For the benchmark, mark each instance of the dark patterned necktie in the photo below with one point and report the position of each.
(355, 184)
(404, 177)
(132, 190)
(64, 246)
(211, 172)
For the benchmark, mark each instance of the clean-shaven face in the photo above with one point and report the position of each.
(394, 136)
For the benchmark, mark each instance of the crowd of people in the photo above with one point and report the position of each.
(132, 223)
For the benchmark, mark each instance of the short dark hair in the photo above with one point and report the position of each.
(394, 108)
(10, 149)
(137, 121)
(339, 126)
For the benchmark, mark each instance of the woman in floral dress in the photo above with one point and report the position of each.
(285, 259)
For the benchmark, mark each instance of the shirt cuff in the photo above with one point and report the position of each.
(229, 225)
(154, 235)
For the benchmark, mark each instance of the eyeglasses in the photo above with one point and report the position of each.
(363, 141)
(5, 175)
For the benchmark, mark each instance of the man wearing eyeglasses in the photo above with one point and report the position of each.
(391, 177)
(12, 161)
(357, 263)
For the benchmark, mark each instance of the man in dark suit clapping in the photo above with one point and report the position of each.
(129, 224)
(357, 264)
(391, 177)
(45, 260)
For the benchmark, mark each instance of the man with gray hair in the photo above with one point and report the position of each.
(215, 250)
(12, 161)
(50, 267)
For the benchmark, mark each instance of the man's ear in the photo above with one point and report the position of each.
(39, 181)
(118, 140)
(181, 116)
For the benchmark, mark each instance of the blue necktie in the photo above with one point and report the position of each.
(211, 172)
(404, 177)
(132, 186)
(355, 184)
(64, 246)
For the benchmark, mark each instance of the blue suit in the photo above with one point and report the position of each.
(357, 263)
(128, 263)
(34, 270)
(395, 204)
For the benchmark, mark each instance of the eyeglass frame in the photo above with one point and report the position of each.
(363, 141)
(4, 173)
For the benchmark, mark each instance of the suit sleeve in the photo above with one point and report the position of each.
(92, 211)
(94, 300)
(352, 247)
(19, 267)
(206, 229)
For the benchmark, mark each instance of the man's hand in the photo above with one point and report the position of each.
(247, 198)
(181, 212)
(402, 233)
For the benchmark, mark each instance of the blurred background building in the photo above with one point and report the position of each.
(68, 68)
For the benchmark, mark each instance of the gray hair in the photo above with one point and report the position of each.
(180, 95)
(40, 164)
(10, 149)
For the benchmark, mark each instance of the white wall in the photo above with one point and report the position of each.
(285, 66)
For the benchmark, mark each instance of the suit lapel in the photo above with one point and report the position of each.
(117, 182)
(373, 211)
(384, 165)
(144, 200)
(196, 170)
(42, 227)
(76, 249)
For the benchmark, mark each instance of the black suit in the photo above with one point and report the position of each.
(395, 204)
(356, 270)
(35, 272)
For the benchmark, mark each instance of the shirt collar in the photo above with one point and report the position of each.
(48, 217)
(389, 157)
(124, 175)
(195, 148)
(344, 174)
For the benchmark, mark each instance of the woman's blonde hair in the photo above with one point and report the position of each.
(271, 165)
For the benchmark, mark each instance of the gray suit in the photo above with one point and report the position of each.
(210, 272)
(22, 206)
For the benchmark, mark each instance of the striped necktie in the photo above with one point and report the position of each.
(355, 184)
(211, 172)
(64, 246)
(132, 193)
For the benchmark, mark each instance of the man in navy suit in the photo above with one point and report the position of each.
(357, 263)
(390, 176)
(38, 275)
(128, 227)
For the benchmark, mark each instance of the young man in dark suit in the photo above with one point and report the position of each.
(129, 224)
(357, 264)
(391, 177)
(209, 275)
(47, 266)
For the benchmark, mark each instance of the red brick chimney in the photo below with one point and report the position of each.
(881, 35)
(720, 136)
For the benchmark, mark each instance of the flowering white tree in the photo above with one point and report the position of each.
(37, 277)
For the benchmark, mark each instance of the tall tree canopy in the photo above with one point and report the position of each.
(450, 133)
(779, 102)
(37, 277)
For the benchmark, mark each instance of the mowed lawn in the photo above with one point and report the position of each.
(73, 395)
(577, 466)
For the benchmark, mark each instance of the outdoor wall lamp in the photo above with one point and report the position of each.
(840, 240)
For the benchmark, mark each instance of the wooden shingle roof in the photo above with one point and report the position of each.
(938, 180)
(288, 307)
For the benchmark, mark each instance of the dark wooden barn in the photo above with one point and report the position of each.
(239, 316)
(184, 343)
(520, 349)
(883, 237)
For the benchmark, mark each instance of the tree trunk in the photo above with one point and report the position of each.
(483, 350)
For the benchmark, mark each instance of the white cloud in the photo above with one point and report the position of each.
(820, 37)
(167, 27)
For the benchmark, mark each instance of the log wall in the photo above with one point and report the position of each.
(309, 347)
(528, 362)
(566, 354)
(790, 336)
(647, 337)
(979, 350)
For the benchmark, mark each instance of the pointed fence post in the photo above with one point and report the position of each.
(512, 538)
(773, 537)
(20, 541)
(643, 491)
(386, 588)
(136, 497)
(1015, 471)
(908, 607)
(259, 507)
==
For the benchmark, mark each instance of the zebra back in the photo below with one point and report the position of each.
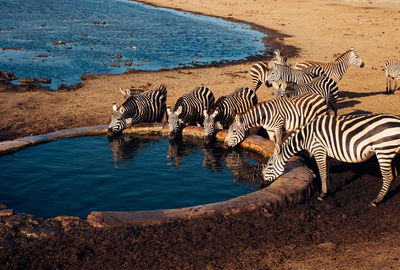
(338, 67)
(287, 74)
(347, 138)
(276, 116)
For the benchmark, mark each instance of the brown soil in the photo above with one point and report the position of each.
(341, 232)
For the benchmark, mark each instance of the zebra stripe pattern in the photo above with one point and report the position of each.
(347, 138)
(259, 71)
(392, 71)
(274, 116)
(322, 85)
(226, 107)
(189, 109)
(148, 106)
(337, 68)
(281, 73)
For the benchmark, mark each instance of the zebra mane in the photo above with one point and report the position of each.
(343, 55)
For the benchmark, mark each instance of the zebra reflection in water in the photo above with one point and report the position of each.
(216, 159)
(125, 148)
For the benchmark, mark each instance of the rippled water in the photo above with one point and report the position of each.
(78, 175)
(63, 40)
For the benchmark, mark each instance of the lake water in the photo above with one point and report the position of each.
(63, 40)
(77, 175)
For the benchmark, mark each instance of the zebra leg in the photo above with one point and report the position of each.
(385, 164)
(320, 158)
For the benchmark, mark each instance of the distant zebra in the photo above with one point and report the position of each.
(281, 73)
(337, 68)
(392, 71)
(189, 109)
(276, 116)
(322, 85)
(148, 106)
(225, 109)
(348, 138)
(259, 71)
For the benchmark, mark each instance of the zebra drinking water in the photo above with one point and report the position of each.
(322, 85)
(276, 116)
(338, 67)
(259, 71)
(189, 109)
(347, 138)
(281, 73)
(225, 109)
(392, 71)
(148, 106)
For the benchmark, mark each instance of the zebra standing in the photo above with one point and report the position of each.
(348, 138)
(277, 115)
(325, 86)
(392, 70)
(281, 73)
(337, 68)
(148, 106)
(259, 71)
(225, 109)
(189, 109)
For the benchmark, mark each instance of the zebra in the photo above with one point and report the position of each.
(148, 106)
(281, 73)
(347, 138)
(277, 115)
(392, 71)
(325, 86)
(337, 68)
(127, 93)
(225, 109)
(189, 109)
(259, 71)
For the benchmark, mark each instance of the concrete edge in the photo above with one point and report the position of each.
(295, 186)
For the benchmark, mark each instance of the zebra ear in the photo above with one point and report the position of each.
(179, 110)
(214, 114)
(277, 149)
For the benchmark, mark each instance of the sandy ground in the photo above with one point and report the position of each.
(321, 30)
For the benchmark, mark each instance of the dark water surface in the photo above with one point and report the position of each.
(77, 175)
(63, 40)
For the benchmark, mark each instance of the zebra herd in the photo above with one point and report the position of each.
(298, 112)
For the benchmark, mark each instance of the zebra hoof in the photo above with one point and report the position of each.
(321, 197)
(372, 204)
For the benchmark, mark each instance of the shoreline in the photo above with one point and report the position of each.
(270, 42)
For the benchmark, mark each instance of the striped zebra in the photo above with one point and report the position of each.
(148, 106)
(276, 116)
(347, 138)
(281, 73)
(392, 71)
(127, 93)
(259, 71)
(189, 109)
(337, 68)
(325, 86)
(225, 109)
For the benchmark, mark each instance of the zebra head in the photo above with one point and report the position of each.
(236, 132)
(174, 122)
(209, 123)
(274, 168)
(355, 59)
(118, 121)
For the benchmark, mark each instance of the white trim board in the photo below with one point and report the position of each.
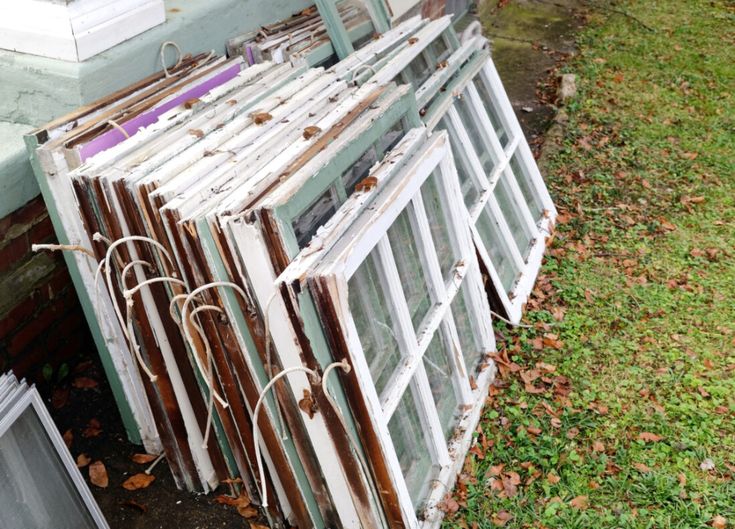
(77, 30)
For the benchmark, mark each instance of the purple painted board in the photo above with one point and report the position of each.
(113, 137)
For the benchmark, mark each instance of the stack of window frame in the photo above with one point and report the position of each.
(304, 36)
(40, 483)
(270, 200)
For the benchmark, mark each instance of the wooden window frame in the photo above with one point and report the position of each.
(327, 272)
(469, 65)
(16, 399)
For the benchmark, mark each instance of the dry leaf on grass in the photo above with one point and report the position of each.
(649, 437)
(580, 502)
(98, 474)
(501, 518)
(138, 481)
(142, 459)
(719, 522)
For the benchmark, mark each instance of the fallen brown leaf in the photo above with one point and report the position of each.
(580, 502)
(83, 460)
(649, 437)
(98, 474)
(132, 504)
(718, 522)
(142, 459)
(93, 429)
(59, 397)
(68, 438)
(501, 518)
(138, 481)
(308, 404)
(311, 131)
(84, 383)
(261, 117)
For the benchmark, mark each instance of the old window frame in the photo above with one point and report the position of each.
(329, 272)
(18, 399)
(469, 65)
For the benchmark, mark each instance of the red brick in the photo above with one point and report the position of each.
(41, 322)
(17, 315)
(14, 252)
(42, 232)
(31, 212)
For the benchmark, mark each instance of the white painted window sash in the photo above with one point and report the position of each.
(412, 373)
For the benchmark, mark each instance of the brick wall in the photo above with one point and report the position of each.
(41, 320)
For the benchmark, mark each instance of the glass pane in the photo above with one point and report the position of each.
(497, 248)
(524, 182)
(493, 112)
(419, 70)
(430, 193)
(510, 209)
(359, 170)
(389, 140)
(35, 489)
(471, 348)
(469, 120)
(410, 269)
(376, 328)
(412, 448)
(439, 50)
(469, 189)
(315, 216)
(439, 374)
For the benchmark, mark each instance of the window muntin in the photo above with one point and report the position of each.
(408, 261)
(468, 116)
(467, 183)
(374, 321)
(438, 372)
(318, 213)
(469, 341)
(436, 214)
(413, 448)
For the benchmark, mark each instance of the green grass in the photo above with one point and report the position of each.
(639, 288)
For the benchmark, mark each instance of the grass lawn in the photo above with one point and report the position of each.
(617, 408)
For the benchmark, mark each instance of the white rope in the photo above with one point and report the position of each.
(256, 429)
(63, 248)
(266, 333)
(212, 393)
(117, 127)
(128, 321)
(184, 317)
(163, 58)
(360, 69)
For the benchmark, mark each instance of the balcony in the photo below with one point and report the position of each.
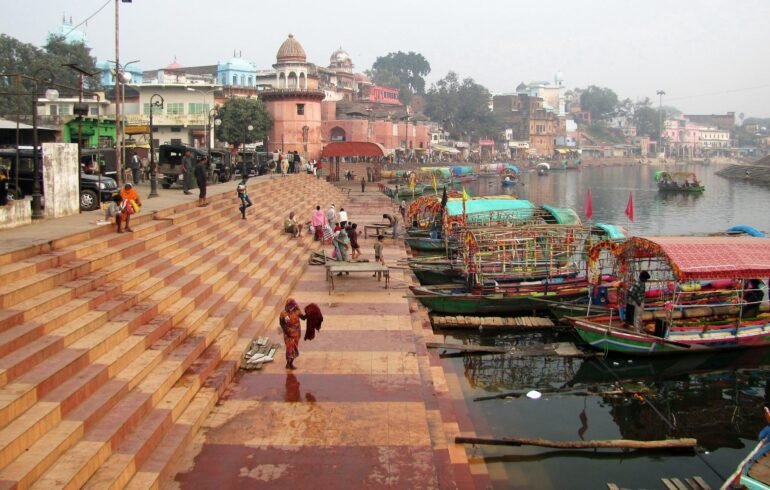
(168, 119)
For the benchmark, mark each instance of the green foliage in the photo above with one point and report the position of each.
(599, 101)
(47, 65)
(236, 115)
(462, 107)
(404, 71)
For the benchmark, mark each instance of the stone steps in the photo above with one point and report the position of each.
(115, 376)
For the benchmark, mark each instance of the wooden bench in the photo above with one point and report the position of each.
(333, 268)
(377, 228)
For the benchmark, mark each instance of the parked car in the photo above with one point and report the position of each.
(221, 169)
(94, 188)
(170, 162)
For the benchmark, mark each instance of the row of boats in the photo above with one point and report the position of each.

» Directions
Return every line of the records above that contains the word "water", matching case exactly.

» The completed task
For the benchmark, mark each instance of the zebra reflection in water in the photo above with one point and report the position of each.
For the benchmark, mark each instance of the rippled water in the photo above with one point and report the position of each.
For the benchmark, mark each instance of the lake water in the photo above with one point and report the position of each.
For the benchmark, mark each instance of the zebra drinking water in the photo above with one point and report the position of each.
For the benchmark, mark each instance of the dark water surface in the photo above with one point and report the position of each.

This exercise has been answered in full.